Source document
------------------------------------------------------------------------

Senegal in serious trouble: The Lions of Teranga play Iraq on Saturday needing a win that may still not be enough. Their third-place math depends on results across multiple other groups and they currently sit on the outside of the eight best third-place spots.

USA already eyeing 2038: Andrew Giuliani, executive director of the White House World Cup task force, told the BBC the United States is considering a bid for the 2038 World Cup, which FIFA is reportedly looking to expand to 64 teams. No formal bid has been submitted.

📍 Around the Corner

SDH AM with Jon Nelson is live right now on YouTube and Twitch. Today's lineup is built for this exact moment in the tournament: Atlanta United in-stadium host Joe Freihofer reporting from Guadalajara where he's been working the World Cup, MLS and NWSL commentator Kacey White, Apple TV commentator Nate Bukaty, and Jen Johns with the latest from Decatur Watchfest. If you want a smart, connected read on what just happened and what comes next, this is the room.

Atlanta Soccer Tonight is live at 10 PM on 92.9 The Game and the Audacy app. With group stage closing this weekend, we'll work through what the bracket actually looks like now, what the third-place picture means, and where the USMNT's path runs from here. Join the chat on the 92.9 YouTube channel and stick around for Stoppage Time after.

------------------------------------------------------------------------

Problem details
Copy the World Cup update starting at "SDH AM with" and ending at "is the room.", and switch "lineup" to "roster" throughout.

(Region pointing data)
------------------------------------------------------------------------

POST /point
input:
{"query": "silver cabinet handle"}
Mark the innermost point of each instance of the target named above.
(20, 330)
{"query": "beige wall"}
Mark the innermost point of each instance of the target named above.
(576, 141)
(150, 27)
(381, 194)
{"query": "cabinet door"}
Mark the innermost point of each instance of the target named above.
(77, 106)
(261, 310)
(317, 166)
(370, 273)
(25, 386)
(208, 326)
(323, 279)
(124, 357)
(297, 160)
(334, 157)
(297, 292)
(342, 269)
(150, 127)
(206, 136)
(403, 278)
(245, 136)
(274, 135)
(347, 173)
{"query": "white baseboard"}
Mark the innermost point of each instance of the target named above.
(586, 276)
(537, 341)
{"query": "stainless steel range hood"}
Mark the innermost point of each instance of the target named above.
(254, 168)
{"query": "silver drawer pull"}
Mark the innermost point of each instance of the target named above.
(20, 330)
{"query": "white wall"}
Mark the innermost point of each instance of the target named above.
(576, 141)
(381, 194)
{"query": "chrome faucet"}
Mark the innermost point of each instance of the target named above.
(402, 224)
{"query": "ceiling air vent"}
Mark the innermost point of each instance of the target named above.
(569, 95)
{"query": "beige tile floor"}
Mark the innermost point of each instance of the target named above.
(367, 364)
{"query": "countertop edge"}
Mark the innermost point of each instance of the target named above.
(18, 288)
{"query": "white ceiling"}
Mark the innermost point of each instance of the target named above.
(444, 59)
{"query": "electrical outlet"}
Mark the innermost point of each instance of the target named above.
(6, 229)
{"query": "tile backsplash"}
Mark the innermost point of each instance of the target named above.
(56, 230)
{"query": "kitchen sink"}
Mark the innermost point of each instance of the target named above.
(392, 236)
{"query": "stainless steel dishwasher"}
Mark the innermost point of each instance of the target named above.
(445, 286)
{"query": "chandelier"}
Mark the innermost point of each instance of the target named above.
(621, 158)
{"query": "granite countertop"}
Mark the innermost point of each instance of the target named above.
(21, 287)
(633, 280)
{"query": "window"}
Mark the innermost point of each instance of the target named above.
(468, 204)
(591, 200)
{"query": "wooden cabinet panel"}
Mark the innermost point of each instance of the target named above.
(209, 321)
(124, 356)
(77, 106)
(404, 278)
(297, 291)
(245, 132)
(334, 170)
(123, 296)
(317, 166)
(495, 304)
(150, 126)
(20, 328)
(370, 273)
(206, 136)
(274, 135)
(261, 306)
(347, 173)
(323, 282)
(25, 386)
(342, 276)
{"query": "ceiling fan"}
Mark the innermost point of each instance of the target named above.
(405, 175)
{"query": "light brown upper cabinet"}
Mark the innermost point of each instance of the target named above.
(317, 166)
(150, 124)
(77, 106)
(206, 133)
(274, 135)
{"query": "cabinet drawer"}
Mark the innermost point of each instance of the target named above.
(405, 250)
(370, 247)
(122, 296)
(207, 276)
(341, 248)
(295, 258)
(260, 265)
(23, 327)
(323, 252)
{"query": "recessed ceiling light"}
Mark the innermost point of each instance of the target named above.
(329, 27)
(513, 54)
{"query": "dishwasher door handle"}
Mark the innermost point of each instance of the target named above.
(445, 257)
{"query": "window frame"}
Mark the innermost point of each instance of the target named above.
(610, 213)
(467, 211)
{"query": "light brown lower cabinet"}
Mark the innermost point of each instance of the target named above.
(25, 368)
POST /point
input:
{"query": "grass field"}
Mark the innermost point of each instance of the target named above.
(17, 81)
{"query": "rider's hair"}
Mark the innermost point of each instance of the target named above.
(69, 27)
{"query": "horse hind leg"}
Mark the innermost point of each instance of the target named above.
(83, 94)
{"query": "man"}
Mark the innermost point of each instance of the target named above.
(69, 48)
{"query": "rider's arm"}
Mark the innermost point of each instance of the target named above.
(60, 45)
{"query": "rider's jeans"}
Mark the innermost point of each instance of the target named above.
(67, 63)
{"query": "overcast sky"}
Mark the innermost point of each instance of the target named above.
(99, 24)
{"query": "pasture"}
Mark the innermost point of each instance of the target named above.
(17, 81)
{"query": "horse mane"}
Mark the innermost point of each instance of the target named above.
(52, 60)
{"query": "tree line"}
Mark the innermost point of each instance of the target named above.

------------------------------------------------------------------------

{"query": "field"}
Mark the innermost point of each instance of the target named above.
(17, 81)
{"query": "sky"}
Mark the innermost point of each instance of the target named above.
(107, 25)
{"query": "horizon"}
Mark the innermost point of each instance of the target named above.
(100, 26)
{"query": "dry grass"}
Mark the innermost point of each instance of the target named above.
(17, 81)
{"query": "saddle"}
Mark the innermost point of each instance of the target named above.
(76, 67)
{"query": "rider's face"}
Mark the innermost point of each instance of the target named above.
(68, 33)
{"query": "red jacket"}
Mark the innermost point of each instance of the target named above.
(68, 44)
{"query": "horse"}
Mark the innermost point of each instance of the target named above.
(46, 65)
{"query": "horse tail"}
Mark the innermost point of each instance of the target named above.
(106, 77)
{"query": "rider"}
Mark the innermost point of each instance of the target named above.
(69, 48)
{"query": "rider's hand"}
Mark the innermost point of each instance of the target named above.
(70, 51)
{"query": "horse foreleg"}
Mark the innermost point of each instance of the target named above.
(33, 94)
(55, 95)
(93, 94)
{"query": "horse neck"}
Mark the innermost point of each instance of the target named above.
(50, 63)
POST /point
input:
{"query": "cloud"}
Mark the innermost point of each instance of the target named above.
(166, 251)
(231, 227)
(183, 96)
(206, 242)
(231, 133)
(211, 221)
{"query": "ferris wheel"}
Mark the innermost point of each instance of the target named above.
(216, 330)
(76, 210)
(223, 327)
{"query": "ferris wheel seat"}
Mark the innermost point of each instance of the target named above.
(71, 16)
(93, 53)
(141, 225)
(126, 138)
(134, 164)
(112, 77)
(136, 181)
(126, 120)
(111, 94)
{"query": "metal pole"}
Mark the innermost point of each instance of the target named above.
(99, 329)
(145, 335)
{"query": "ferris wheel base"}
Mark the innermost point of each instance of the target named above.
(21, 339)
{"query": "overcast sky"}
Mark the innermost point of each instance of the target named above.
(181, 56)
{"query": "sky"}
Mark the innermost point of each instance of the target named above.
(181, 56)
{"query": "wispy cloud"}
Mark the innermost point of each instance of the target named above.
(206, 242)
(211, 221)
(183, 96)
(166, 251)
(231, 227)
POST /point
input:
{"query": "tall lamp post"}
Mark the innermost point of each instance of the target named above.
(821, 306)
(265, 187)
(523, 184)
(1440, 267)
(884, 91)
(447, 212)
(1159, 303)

------------------------------------------------------------------------

Your response
SDH AM with Jon Nelson is live right now on YouTube and Twitch. Today's roster is built for this exact moment in the tournament: Atlanta United in-stadium host Joe Freihofer reporting from Guadalajara where he's been working the World Cup, MLS and NWSL commentator Kacey White, Apple TV commentator Nate Bukaty, and Jen Johns with the latest from Decatur Watchfest. If you want a smart, connected read on what just happened and what comes next, this is the room.